▸ **Data for this exercise**
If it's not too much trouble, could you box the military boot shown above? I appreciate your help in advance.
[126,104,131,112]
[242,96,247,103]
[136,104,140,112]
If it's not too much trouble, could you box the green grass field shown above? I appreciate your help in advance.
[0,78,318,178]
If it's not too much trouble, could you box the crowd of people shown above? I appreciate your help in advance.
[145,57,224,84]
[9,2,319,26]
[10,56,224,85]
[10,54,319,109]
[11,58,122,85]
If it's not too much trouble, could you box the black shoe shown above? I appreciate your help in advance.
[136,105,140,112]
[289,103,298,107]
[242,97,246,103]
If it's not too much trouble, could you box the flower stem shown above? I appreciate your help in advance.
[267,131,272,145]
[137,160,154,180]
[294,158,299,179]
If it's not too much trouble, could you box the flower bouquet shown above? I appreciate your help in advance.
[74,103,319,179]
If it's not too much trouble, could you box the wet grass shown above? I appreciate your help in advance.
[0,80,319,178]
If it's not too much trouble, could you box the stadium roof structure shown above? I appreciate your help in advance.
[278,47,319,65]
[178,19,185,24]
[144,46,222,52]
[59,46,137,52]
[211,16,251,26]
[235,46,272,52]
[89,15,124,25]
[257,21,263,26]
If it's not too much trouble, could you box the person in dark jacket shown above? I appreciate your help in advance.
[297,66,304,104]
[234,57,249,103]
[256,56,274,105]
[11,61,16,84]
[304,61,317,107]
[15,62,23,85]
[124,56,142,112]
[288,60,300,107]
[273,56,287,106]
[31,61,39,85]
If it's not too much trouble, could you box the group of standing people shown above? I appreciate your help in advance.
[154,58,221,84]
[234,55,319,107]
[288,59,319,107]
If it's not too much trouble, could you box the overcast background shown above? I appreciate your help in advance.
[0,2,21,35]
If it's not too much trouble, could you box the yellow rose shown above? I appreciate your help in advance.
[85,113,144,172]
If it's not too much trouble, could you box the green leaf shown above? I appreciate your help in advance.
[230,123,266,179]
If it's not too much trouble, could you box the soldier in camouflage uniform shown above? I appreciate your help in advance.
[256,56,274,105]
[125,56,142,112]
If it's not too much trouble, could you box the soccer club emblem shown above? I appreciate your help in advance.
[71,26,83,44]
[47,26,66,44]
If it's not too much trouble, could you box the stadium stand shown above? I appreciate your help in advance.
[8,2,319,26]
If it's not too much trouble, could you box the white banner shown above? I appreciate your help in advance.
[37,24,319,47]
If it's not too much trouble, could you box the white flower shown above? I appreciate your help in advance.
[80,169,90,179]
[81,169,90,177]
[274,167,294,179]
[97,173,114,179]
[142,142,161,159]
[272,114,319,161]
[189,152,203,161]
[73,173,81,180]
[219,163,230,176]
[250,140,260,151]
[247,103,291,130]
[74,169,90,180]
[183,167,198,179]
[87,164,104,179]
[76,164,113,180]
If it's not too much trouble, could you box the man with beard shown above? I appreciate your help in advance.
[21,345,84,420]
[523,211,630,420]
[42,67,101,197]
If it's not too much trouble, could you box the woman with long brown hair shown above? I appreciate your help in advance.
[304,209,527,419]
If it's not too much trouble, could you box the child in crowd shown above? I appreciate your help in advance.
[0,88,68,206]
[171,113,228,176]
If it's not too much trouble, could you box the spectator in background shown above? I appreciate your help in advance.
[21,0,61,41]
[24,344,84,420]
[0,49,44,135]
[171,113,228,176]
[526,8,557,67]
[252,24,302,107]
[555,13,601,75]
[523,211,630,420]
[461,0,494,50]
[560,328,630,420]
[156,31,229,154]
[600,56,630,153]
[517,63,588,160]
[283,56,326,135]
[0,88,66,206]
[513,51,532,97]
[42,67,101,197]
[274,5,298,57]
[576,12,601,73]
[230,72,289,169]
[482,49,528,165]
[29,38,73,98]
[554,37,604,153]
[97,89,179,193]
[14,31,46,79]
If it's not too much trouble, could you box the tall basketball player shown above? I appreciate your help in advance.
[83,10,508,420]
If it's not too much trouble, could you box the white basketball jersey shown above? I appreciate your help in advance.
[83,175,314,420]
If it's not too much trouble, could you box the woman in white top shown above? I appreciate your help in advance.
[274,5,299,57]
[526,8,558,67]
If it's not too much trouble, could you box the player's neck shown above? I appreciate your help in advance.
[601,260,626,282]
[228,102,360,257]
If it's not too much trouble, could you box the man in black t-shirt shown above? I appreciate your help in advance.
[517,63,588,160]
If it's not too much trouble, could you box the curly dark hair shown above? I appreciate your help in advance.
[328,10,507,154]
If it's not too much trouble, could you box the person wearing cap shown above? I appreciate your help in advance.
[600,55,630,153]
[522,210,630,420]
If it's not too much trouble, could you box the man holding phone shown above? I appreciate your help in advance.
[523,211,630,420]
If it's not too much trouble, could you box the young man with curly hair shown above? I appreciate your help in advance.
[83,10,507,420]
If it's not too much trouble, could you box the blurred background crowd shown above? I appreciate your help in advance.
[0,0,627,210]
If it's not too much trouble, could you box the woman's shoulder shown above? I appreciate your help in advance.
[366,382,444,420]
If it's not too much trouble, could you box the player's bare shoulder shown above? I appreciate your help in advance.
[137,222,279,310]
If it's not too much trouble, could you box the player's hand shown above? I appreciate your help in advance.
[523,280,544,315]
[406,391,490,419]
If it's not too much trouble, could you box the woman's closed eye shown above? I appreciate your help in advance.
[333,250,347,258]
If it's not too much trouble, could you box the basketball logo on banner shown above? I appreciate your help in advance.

▸ **Exercise**
Give back the entire listing, line for line, exactly as it stands.

▸ **Expected answer**
If it's not too much trouble, could you box the military boot shown above? I appreciate your help in advance.
[126,104,131,112]
[242,96,247,103]
[136,104,140,112]
If it's not too much trouble, could you box the green grass field shown above? I appreciate your help in advance.
[0,78,318,178]
If it's not too much trouble, could you box the crowd of people shown above? I appreciate your help in advance.
[145,57,224,84]
[9,2,319,26]
[10,56,224,85]
[10,54,319,109]
[11,58,122,85]
If it's not too much trouble, could you box the black shoe shown above? I appreciate your help in advance.
[136,105,140,112]
[289,103,298,107]
[242,97,246,103]
If it's not too much trouble, could you box the flower stem shown above? I appreciate your help in advance.
[267,131,272,145]
[137,160,154,180]
[294,158,299,179]
If it's not too much trouble, could you box the flower bouquet shown above? I appreciate your help in advance.
[74,103,319,179]
If it's not too much trouble, could you box the wet grass shown above? I appreciate your help in advance.
[0,80,319,178]
If it's not too much trouble, could you box the stadium roof structure shown above? I appreciate your help in advance.
[278,47,319,65]
[178,19,185,24]
[144,46,222,52]
[59,46,137,52]
[211,16,251,26]
[235,46,272,52]
[89,15,124,25]
[257,21,263,26]
If it's not too much trouble, could you box the person in dark jacket shown above? I appreciate your help in advance.
[297,66,304,104]
[234,57,249,103]
[256,56,274,105]
[11,61,16,84]
[304,61,317,107]
[15,62,23,85]
[124,56,142,112]
[288,60,300,107]
[273,56,287,106]
[31,61,39,85]
If it's not too much trouble, could you box the group of standing people shown above? I appreciate your help in advance.
[154,58,221,84]
[234,55,319,107]
[288,59,319,107]
If it's not too much trouble, could you box the overcast background shown above? I appreciate your help in advance.
[0,2,21,35]
If it's not too much trouble, could you box the yellow rose shown above? I appreciate your help in advance.
[85,113,144,172]
If it's not too much trouble, could you box the green leaf shown above? I appreciate your help in advance.
[230,123,266,179]
If it's not too much trouble, could you box the soldier in camouflage uniform shown above? I appreciate your help in advance.
[256,56,274,105]
[125,56,142,112]
If it's not too much trouble, could you box the soccer club emblem shown above? I appreciate your help in advance.
[71,26,83,44]
[47,26,66,44]
If it's not too much trouble, could you box the stadium stand shown above? I appreciate your help in advance.
[8,2,319,26]
If it's not too much trouble, could you box the white banner shown above? I appreciate your help in advance.
[37,24,319,47]
If it's not too much trouble, could you box the white flower shown above? I appreciate your help in advance.
[80,169,90,179]
[81,169,90,177]
[274,167,294,179]
[97,173,114,179]
[142,142,161,159]
[272,114,319,161]
[189,152,203,161]
[73,173,81,180]
[219,163,230,176]
[250,140,260,151]
[247,103,291,130]
[74,169,90,180]
[183,167,198,179]
[87,164,104,179]
[76,164,113,180]
If it's not too much trouble, could you box the man with beard shown above? I appreciate your help in advance.
[21,345,84,420]
[523,211,630,420]
[42,67,101,197]
If it's not too much trouble, could you box the woman with long brown hair shown above? I appreciate your help in advance.
[304,209,527,419]
If it's not too much trouble, could you box the child in crowd shown above? I appreciate your help in advance.
[0,88,68,206]
[171,113,228,176]
If it's not too much trouble, could you box the spectator in background shown above? I appreciate your help in advance.
[21,0,61,41]
[24,344,84,420]
[0,49,44,135]
[171,113,228,176]
[526,8,557,67]
[252,24,302,107]
[555,13,601,75]
[523,211,630,420]
[461,0,494,50]
[560,328,630,420]
[156,31,229,154]
[600,56,630,153]
[517,63,588,160]
[283,56,326,135]
[0,88,66,206]
[513,51,532,97]
[42,67,101,197]
[274,5,298,57]
[576,12,601,73]
[230,72,289,169]
[482,49,528,165]
[29,38,73,98]
[554,37,604,153]
[97,89,179,193]
[14,31,46,79]
If it's not too much trouble, could you box the tall basketball player shown above? I appreciate your help in advance.
[83,10,508,420]
If it's not too much trouble, could you box the white basketball jersey shown above? I appreciate your help in advance.
[83,175,314,420]
If it's not too much trouble, could you box the woman in white top shown above? I appreciate your help in advance.
[274,5,299,57]
[526,8,558,67]
If it's not too much trouble, could you box the player's neck shown above? I appreciate your help in advance.
[601,260,626,282]
[228,102,360,257]
If it's not too much trouble, could you box the man in black t-shirt shown above? I appreciate your help in advance.
[517,63,588,160]
If it's not too much trouble, could you box the curly dark hair shown above? I appreciate your help in advance.
[328,10,507,154]
If it's not too much trouble, could you box the person wearing cap shown above? I appreciate your help in advance.
[600,55,630,153]
[522,210,630,420]
If it's not too much trouble, could you box the man holding phone shown above? I appreciate your help in advance.
[523,211,630,420]
If it's not too much trouble, could you box the young man with curly hair shown above? I appreciate your help in advance.
[83,10,507,420]
If it's not too much trouble, could you box the blurred background crowd shown above? I appreciate your help in advance.
[0,0,627,210]
If it's not too much trouble, could you box the woman's shoulder shown above? I appreciate your help in advance.
[366,382,444,420]
If it's not too much trouble, could you box the player's bare shoulder shown above? I appreciate your help in advance.
[137,222,279,310]
If it's not too much trouble, could you box the player's hand shown above? I appreciate your help in advance.
[523,280,544,315]
[406,391,490,419]
If it's not too much trouble, could you box the woman's closed eye shown above? I appreciate your help in advance.
[333,250,347,258]
If it's not too much trouble, could you box the basketball logo on banner shown above? I appreciate your help in advance.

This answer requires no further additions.